Stored data:
- - -
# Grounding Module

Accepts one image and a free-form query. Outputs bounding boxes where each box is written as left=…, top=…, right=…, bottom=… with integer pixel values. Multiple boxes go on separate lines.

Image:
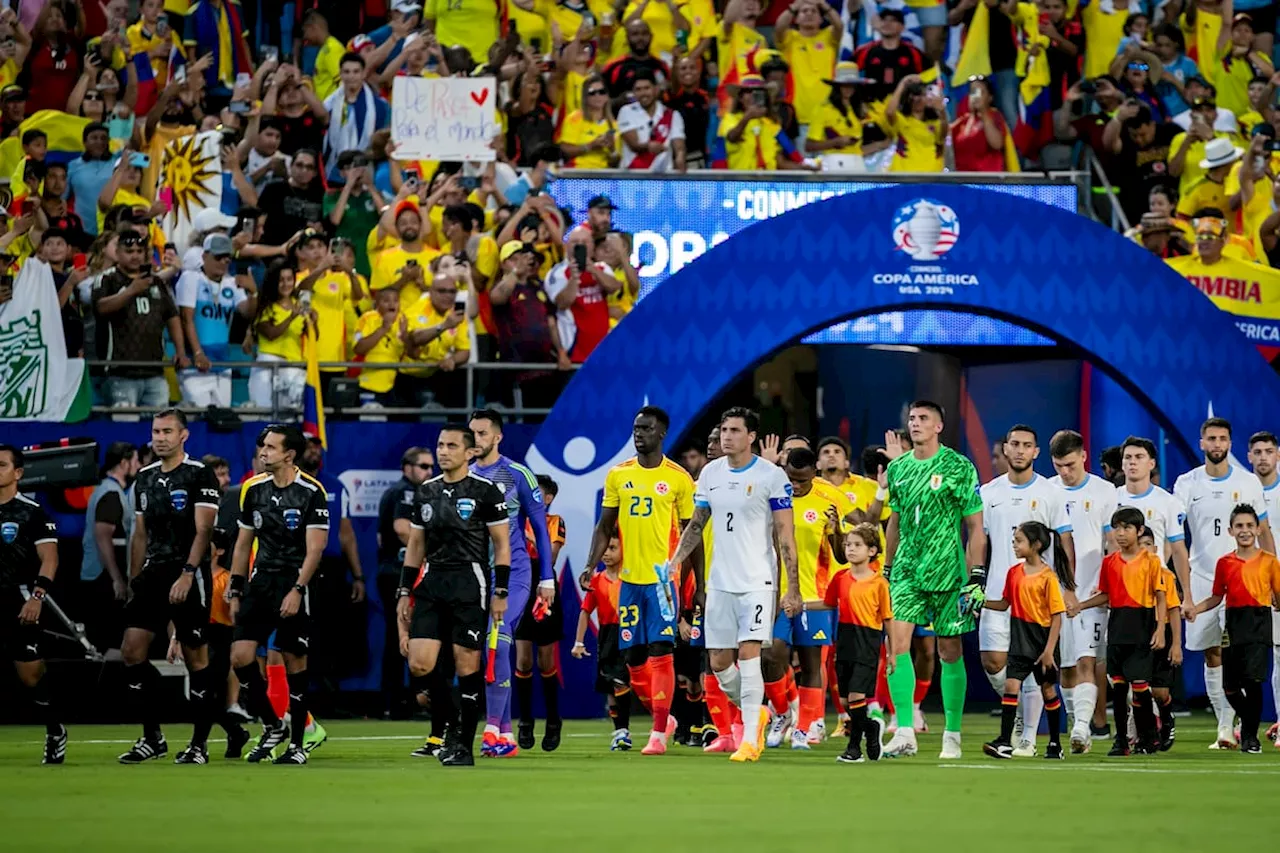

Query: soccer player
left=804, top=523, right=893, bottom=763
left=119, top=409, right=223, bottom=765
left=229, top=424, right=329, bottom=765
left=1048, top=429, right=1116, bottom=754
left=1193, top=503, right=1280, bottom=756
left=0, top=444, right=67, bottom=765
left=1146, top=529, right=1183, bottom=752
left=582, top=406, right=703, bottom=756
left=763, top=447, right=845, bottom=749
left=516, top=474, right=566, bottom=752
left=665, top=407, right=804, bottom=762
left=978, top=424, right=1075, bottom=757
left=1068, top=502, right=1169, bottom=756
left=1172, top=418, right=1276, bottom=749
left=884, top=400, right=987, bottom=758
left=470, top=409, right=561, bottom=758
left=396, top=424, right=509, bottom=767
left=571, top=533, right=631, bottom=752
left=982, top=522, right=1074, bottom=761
- - -
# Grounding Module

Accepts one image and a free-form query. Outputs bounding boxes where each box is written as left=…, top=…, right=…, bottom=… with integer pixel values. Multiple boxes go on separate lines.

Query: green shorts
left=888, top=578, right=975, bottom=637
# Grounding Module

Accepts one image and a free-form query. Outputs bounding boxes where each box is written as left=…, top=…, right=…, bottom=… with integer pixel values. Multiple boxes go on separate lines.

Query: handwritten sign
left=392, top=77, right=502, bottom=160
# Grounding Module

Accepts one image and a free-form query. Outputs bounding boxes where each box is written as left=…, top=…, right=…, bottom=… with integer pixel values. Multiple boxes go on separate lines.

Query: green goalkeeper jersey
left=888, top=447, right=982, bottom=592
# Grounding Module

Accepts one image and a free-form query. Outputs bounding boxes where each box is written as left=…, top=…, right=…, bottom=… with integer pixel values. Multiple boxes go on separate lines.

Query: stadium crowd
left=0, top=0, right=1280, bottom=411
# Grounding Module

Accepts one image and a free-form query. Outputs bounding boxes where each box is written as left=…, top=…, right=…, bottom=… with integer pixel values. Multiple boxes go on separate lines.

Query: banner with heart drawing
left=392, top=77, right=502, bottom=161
- - -
### To be done:
How many lines in the stored data contain the string "green"? Reply with the number alone.

### Solution to the problem:
2